** start Source material **

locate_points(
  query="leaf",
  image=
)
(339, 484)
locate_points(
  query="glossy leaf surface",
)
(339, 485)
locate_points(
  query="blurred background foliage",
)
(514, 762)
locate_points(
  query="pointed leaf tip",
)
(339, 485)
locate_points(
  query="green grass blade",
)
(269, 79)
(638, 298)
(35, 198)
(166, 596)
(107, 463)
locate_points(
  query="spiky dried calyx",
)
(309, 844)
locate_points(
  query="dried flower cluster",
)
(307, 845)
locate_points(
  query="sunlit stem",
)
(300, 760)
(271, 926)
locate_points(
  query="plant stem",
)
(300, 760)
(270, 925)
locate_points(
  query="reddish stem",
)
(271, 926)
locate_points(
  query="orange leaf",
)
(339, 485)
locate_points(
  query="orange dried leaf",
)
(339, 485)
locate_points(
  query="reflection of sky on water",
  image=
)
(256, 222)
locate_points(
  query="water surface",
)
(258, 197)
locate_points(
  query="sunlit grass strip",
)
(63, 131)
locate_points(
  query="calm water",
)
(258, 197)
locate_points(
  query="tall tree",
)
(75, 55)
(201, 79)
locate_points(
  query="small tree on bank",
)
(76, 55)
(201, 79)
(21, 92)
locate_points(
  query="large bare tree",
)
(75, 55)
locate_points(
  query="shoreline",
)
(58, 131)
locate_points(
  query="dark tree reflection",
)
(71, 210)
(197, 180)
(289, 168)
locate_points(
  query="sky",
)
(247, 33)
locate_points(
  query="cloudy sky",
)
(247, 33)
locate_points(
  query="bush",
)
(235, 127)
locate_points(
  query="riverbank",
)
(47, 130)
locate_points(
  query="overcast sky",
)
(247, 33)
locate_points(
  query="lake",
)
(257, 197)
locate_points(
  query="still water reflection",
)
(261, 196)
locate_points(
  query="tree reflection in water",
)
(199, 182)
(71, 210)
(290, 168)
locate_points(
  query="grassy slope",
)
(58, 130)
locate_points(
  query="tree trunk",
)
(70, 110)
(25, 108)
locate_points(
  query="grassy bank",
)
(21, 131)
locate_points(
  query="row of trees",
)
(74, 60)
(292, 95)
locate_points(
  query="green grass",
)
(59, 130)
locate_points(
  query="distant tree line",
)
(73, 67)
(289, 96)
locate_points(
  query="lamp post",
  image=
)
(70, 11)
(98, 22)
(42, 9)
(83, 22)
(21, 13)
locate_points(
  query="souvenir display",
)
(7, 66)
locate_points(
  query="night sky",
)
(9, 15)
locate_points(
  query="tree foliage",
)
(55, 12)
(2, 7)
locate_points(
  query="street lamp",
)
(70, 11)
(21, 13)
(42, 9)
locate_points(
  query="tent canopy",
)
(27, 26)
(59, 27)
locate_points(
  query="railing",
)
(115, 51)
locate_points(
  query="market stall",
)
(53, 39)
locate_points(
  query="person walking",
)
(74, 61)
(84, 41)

** end Source material **

(What you should do) Copy all of the material word for word.

(Response to the task)
locate_points(
  query="leaf",
  image=
)
(339, 484)
locate_points(
  query="glossy leaf surface",
)
(339, 485)
locate_points(
  query="blurred background foliage",
)
(514, 762)
locate_points(
  query="pointed leaf tip",
)
(339, 485)
locate_points(
  query="green grass blade",
)
(269, 79)
(638, 298)
(35, 198)
(166, 596)
(107, 463)
locate_points(
  query="spiky dried calyx",
)
(309, 844)
locate_points(
  query="dried flower cluster",
)
(307, 845)
locate_points(
  query="sunlit stem",
)
(300, 760)
(271, 926)
locate_points(
  query="plant stem",
)
(300, 760)
(270, 925)
locate_points(
  query="reddish stem",
)
(271, 926)
locate_points(
  query="orange leaf",
)
(339, 485)
locate_points(
  query="orange dried leaf",
)
(339, 485)
locate_points(
  query="reflection of sky on water",
  image=
)
(256, 222)
locate_points(
  query="water surface",
)
(258, 197)
locate_points(
  query="sunlit grass strip",
)
(63, 131)
locate_points(
  query="calm water",
)
(258, 197)
locate_points(
  query="tall tree",
)
(75, 55)
(201, 79)
locate_points(
  query="small tree on bank",
)
(76, 55)
(201, 79)
(21, 92)
locate_points(
  query="large bare tree",
)
(75, 55)
locate_points(
  query="shoreline",
)
(58, 131)
locate_points(
  query="dark tree reflection",
)
(71, 210)
(197, 180)
(289, 168)
locate_points(
  query="sky",
)
(247, 33)
locate_points(
  query="cloudy sky",
)
(247, 33)
locate_points(
  query="bush",
)
(235, 127)
locate_points(
  query="riverbank",
)
(47, 130)
locate_points(
  query="overcast sky",
)
(247, 33)
locate_points(
  query="lake",
)
(257, 197)
locate_points(
  query="still water reflection",
)
(261, 196)
locate_points(
  query="tree reflection in water",
)
(199, 182)
(71, 210)
(290, 168)
locate_points(
  query="grassy slope",
)
(58, 130)
locate_points(
  query="tree trunk",
)
(70, 110)
(25, 108)
locate_points(
  query="grassy bank",
)
(21, 131)
locate_points(
  query="row of trees",
)
(74, 60)
(292, 95)
locate_points(
  query="green grass",
)
(59, 130)
locate_points(
  query="distant tree line",
)
(73, 67)
(289, 96)
locate_points(
  query="lamp post",
  image=
)
(70, 11)
(98, 22)
(42, 9)
(83, 22)
(21, 13)
locate_points(
  query="souvenir display",
)
(7, 66)
locate_points(
  query="night sky",
)
(9, 15)
locate_points(
  query="tree foliage",
)
(55, 12)
(2, 7)
locate_points(
  query="street lamp",
)
(70, 11)
(21, 13)
(42, 9)
locate_points(
  query="tent canopy",
)
(27, 26)
(59, 27)
locate_points(
  query="railing",
)
(115, 51)
locate_points(
  query="market stall",
)
(53, 39)
locate_points(
  query="person walking",
)
(74, 61)
(84, 41)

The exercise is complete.